- Stated problem 1
Print word for word the part of the forum thread on joining summed payments, beginning at the words "I understand the" and stopping after "need to either!".
- Stated problem 2
Please write what comes next in the forum thread on joining summed payments, starting right after its last sentence.

- Passage given

Left Join - Aggregate Function - Dynamic Variable Computing Aggregate

Left Join - Aggregate Function - Dynamic Variable Computing Aggregate

iqvctiqvct Posts: 45Questions: 7Answers: 0
edited May 2022 in Free community support

I'm having a hard time wrapping my mind around the best way to accomplish this.

I will simplify the scenario as much as possible to focus on the end goal.

Below are the two tables which are stored in a SQL Server database:

UserBalance

UserId FirstName LastName Subtotal
1 Airi Satou 500
2 Ashton Cox 500
3 Bradley Greer 500

Payments

UserId Month Payment
1 1 100
2 1 200
3 1 200
1 2 200
2 2 100
3 2 300
1 3 400
2 3 100
3 3 200

The plan is for the front end to allow the user to select a month. If month 3 is selected, all months 1-3 will be summed up by UserId. This summed up total is then joined back to the UserBalance table.

From a SQL syntax perspective, we'd be looking for something like the following to compute the aggregate field:
(Month would be derived from a select box on the front end)

SELECT UserId, SUM(Payment) AS TotalPayments FROM Payments WHERE Month <= 3 GROUP BY UserId

That would generate the below output:

TempTable

UserId TotalPayments
1 700
2 400
3 700

The final table would .LeftJoin the UserBalance table with the TempTable on UserId and output as such:
(Total field rendered in JS)

UserLiveBalance

UserId FirstName LastName Subtotal TotalPayments Total
1 Airi Satou 500 700 1200
2 Ashton Cox 500 400 900
3 Bradley Greer 500 700 1200

I understand the basics of .LeftJoin(). I have also worked with bringing an HTML Select box field value into the controller with request.Form["month"]. I'm not starting completely blind, but it seems the issue is the way my approach is sequencing the process. I'm making some type of temporary table that I'm trying to join to which I'm just not sure how to accomplish.

Any suggestions on the best logic to go about accomplishing this?

This question has an accepted answers - jump to answer

Answers

  • rf1234rf1234 Posts: 3,024Questions: 88Answers: 422
    edited May 2022

    You can't do SELECT SUM and GROUP BY with Editor - and you don't need to either!

    Just make suitable SQL views and left join them. There's only one disadvantage: Usually you can't update those views. But that is probably not required in your case, I guess.

    I'm making some type of temporary table that I'm trying to join to which I'm just not sure how to accomplish.

- Record extracts
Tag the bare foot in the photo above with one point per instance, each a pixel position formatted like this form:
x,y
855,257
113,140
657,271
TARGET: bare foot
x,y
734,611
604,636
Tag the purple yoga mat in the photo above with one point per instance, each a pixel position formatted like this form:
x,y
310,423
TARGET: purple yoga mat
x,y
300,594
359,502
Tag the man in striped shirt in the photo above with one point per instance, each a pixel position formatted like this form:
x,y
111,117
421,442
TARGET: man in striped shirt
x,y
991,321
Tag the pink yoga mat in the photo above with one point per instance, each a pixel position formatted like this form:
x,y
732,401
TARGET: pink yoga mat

- Right answer 1
I understand the basics of .LeftJoin(). I have also worked with bringing an HTML Select box field value into the controller with request.Form["month"]. I'm not starting completely blind, but it seems the issue is the way my approach is sequencing the process. I'm making some type of temporary table that I'm trying to join to which I'm just not sure how to accomplish.

Any suggestions on the best logic to go about accomplishing this?

This question has an accepted answers - jump to answer

Answers

  • rf1234rf1234 Posts: 3,024Questions: 88Answers: 422
    edited May 2022

    You can't do SELECT SUM and GROUP BY with Editor - and you don't need to either!

- Right answer 2
    What you call "temporary table" is just a different word for "view" :smile:

  • rf1234rf1234 Posts: 3,024Questions: 88Answers: 422

    Here is an example involving two views. Here I leftJoin with a view that references another view because I couldn't get my "type of temporary table" in one step. I use "->set( false )" because I don't want to update the view which I couldn't anyway.

    The table is called "contract" and the left joined table which is the view is called "contract_exp_date".

    ....
    Field::inst( 'contract_exp_date.exp_date' )->set( false )
                ->getFormatter( function ( $val, $data, $opts ) {
                    return getFormatterDate($val);                   
                } ),
    .....
    ->leftJoin( 'contract_exp_date', 'contract.id', '=', 'contract_exp_date.contract_id')
    

    The view:

    CREATE VIEW `contract_exp_date` AS
      SELECT max(max_exp_date) AS `exp_date`, contract_id
        FROM contract_exp_dates_input 
    GROUP BY 2
    

    The view referenced in the view above:

    CREATE VIEW `contract_exp_dates_input` AS
       SELECT MAX(a.end_date) AS `max_exp_date`, c.id AS `contract_id`
         FROM `fixed` a
    LEFT JOIN contract_has_fixed b ON b.fixed_id = a.id
    LEFT JOIN `contract` c ON b.contract_id = c.id
         WHERE a.end_date IS NOT NULL 
           AND a.plan_element < 1 
      GROUP BY 2
               UNION ALL
       SELECT MAX(a.end_date) AS `max_exp_date`, c.id AS `contract_id`
         FROM `variable` a
    LEFT JOIN contract_has_variable b ON b.variable_id = a.id
    LEFT JOIN `contract` c ON b.contract_id = c.id
        WHERE a.end_date IS NOT NULL 
          AND a.plan_element < 1 
     GROUP BY 2
    
  • iqvctiqvct Posts: 45Questions: 7Answers: 0
    edited May 2022

    @rf1234 Thank you for the thorough response!

    I actually tend to use views in almost all of my DataTables instances rather than doing joins in the controller. I create what I want the user to see on the backend in SQL and then simply reference that view.

    Unfortunately, unless I'm missing something, I'm not seeing how the example you're providing would solve this critical part of the issue:

    The plan is for the front end to allow the user to select a month. If month 3 is selected, all months 1-3 will be summed up by UserId. This summed up total is then joined back to the UserBalance table.

    I somehow need the user to be able to make a selection which will impact the values returned from the view.

    The psuedo code would be something like :

    SELECT UserId, SUM(Payment) AS TotalPayments 
    FROM Payments 
    WHERE Month <= (USER INPUT)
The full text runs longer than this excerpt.